Every line that contains "mountain" must be located and copied from the data.
Top of Material for the task
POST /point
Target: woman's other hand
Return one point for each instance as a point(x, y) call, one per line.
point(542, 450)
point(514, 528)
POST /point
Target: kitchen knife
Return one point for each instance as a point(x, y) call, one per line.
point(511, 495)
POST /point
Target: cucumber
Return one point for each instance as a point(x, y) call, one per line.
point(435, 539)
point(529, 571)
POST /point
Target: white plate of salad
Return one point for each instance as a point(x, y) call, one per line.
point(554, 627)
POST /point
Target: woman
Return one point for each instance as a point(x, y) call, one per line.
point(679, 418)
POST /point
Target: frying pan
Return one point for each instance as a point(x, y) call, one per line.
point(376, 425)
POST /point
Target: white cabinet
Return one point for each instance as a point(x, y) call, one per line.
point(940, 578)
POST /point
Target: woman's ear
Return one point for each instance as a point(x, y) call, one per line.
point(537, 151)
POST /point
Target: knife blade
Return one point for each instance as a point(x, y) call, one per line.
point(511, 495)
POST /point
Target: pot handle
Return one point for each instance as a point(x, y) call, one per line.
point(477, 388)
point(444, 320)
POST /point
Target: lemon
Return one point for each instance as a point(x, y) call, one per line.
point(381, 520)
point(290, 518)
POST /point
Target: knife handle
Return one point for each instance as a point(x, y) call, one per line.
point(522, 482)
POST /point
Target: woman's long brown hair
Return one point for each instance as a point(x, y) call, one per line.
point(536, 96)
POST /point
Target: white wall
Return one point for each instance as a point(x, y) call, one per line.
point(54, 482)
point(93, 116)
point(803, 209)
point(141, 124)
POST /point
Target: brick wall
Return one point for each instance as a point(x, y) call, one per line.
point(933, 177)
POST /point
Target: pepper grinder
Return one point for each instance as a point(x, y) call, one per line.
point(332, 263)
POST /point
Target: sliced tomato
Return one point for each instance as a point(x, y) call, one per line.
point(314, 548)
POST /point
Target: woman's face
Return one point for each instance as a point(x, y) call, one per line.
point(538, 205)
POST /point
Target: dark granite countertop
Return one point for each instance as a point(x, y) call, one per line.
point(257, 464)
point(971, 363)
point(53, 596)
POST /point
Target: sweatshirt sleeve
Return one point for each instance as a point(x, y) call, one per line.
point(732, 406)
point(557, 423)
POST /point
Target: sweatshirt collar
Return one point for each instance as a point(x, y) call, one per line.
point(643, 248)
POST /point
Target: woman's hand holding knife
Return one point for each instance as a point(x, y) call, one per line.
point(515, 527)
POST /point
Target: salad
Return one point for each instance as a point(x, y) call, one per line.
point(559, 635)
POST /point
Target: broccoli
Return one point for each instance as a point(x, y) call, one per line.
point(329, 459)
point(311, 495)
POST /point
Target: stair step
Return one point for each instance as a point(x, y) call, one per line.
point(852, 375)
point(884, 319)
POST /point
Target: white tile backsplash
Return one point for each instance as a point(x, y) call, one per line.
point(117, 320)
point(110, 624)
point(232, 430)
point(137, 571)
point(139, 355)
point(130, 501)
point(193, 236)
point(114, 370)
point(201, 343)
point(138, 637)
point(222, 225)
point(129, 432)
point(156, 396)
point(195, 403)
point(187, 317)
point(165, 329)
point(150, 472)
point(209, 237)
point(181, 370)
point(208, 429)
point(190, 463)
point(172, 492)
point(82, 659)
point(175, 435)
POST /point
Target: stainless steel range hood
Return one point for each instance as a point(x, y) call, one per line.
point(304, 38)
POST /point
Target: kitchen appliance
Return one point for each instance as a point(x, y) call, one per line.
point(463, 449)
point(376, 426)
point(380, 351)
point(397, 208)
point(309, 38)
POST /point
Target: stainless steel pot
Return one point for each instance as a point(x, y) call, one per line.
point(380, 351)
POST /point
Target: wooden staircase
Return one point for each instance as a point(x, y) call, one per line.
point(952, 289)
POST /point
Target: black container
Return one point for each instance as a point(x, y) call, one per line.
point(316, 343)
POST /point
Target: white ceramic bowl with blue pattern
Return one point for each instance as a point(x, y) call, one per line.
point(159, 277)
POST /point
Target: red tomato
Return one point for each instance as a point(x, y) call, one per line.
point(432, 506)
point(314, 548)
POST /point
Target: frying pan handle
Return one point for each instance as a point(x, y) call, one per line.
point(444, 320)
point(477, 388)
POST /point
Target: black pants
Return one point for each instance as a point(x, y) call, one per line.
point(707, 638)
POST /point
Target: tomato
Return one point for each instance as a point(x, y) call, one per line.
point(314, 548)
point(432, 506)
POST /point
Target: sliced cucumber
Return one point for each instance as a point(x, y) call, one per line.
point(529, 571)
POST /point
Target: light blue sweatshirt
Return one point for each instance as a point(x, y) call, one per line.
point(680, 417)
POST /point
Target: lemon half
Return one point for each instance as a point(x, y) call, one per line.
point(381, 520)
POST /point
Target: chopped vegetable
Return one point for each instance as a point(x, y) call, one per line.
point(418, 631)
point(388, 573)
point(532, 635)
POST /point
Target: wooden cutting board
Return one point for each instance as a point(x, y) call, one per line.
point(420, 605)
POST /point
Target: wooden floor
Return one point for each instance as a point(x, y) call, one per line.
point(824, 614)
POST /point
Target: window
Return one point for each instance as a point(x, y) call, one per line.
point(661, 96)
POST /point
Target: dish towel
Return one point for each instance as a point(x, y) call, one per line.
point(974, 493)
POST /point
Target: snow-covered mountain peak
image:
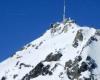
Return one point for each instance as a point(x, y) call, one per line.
point(66, 51)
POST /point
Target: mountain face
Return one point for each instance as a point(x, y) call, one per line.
point(65, 52)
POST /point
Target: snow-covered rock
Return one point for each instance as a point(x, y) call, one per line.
point(65, 52)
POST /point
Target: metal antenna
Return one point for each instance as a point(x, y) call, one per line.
point(64, 14)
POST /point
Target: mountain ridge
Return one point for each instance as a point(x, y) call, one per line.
point(64, 52)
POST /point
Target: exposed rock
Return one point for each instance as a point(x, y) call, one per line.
point(53, 57)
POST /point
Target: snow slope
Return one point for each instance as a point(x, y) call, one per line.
point(65, 52)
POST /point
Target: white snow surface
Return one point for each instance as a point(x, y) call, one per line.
point(58, 41)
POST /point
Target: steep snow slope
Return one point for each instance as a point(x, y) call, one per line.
point(65, 52)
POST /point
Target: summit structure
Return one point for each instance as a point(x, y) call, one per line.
point(68, 54)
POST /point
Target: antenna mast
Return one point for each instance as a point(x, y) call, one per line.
point(64, 14)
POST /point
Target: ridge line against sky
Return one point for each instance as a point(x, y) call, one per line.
point(22, 21)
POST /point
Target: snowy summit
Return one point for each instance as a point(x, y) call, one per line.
point(66, 51)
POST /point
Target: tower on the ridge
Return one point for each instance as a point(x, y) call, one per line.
point(64, 13)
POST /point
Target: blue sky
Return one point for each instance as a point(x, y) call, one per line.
point(22, 21)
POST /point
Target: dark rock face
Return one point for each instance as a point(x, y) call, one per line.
point(93, 38)
point(40, 69)
point(3, 78)
point(74, 70)
point(53, 57)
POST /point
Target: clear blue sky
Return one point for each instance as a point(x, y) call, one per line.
point(22, 21)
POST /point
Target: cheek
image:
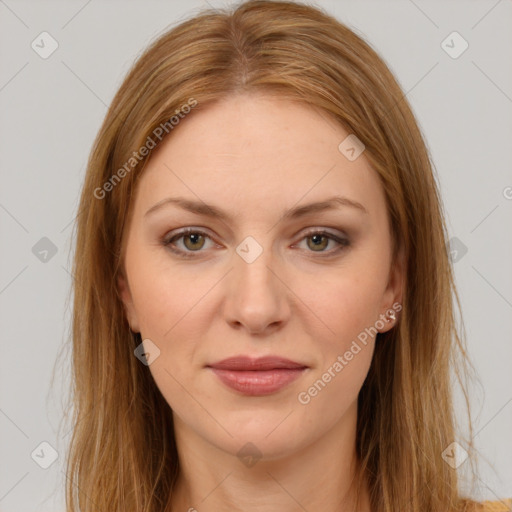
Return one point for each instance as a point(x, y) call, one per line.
point(343, 302)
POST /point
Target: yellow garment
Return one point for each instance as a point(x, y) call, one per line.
point(498, 506)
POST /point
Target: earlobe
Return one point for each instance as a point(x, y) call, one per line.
point(393, 295)
point(126, 298)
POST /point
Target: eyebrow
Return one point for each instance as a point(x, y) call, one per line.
point(201, 208)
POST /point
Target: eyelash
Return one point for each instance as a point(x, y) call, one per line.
point(168, 242)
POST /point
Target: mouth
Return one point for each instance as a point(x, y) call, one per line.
point(257, 377)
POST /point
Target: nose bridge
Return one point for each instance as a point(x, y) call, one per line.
point(257, 295)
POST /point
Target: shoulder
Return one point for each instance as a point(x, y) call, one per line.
point(497, 506)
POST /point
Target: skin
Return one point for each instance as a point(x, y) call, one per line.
point(256, 156)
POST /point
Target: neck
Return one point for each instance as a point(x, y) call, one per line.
point(311, 478)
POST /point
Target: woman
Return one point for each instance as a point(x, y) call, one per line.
point(263, 298)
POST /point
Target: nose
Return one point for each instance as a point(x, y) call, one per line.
point(257, 296)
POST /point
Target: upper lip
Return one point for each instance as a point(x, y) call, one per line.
point(240, 363)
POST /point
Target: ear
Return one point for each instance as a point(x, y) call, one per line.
point(392, 298)
point(126, 297)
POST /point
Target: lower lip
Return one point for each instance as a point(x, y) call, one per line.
point(258, 383)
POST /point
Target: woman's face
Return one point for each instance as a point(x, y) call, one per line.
point(267, 278)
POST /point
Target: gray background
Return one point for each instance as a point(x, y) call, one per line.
point(51, 110)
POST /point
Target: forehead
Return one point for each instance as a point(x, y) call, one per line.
point(254, 154)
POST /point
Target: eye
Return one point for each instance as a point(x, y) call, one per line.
point(193, 240)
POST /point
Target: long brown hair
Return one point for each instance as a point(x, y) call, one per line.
point(122, 453)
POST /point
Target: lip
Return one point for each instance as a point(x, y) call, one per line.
point(257, 377)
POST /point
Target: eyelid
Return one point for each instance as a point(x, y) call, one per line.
point(342, 240)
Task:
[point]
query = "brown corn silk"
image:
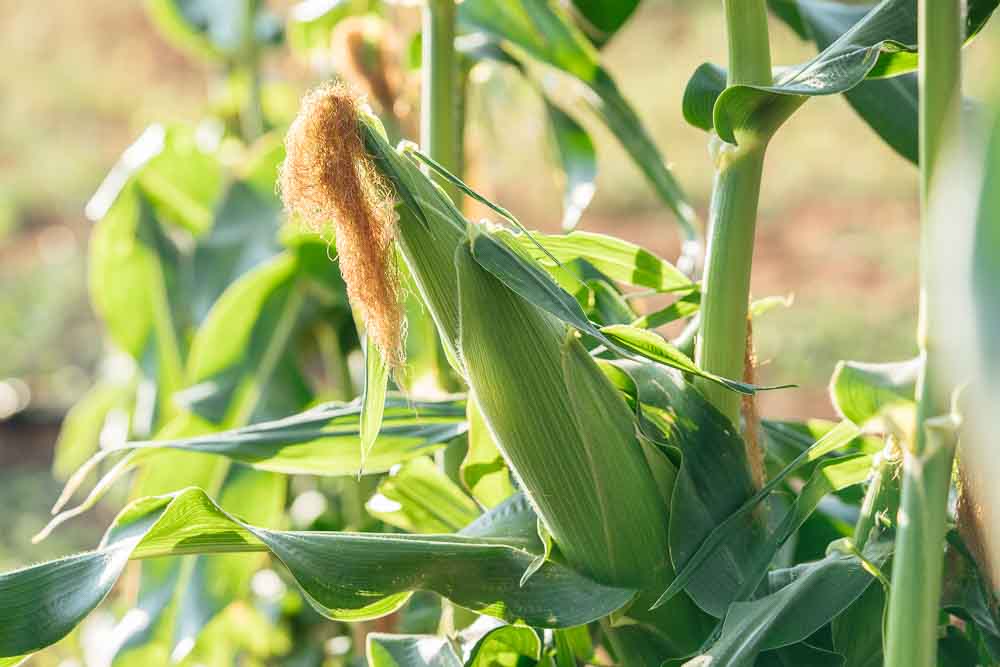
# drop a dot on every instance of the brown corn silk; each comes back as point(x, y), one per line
point(326, 178)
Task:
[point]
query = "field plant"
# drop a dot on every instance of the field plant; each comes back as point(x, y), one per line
point(360, 426)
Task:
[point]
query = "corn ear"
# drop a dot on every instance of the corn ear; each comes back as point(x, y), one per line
point(565, 430)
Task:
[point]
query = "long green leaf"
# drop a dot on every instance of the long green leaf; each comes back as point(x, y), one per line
point(803, 600)
point(375, 573)
point(834, 440)
point(420, 498)
point(372, 399)
point(881, 43)
point(620, 260)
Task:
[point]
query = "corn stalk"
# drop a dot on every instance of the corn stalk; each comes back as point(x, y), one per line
point(927, 465)
point(721, 346)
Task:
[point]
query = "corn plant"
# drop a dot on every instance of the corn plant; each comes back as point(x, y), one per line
point(579, 488)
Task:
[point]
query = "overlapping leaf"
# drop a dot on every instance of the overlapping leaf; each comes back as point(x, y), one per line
point(374, 573)
point(881, 42)
point(543, 31)
point(484, 644)
point(802, 600)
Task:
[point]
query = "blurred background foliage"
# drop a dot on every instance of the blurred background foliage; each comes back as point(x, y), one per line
point(82, 80)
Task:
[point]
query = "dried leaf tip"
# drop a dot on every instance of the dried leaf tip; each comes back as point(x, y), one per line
point(327, 177)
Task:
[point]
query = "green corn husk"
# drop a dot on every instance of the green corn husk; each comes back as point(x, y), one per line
point(567, 433)
point(563, 428)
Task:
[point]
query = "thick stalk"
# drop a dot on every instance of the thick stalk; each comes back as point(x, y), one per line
point(733, 215)
point(916, 591)
point(440, 100)
point(441, 115)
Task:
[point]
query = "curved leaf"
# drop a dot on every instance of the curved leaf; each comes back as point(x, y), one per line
point(701, 552)
point(374, 573)
point(579, 164)
point(803, 599)
point(616, 258)
point(384, 650)
point(861, 391)
point(420, 498)
point(857, 44)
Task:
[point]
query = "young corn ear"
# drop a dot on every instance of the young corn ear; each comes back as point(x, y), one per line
point(566, 432)
point(327, 179)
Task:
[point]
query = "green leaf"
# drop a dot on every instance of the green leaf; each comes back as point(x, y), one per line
Bottom of Material for the task
Written solution:
Target: snow-covered mountain peak
Target: mountain face
Target: mountain ridge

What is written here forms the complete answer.